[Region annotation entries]
----

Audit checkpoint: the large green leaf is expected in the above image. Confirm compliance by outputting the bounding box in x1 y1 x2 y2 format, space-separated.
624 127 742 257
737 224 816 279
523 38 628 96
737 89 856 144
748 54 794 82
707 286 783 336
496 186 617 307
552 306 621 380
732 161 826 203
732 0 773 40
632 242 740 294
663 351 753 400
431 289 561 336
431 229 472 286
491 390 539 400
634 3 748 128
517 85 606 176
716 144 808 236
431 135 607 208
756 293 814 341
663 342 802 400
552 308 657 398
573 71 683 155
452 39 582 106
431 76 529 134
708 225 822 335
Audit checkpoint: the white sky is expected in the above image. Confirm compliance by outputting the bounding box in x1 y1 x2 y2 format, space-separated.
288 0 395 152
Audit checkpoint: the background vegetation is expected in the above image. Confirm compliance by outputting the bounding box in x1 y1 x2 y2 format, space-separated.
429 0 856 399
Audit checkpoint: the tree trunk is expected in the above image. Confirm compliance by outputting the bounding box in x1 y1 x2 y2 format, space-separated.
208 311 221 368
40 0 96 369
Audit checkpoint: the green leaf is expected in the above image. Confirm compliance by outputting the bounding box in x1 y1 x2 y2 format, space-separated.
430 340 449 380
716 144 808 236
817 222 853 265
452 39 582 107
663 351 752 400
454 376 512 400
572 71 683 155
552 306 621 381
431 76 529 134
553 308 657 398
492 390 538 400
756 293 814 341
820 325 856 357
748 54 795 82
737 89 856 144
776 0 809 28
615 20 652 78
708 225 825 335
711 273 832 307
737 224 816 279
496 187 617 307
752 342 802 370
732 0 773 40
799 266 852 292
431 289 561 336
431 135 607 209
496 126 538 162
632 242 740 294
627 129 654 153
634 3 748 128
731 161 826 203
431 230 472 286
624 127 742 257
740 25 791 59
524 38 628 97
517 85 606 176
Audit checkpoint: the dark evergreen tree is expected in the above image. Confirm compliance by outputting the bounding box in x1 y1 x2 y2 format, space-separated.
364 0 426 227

----

§ WRITTEN PROBLEM: Could you put the data between the line containing "Audit checkpoint: the background" and the line containing "40 0 96 369", inclusive, into a numbered list, leaving out any blank lines?

§ FULL SOLUTION:
1. Audit checkpoint: the background vegetation is expected in the above image. Confirm compliance by outputting the bounding box in x1 y1 x2 y2 format, space-separated.
2. 429 0 856 399
3. Audit checkpoint: the tree trunk is expected in the above image. Confirm compliance by outputting the bounding box in x1 y1 x2 y2 format, space-separated.
4. 208 311 221 368
5. 40 0 96 369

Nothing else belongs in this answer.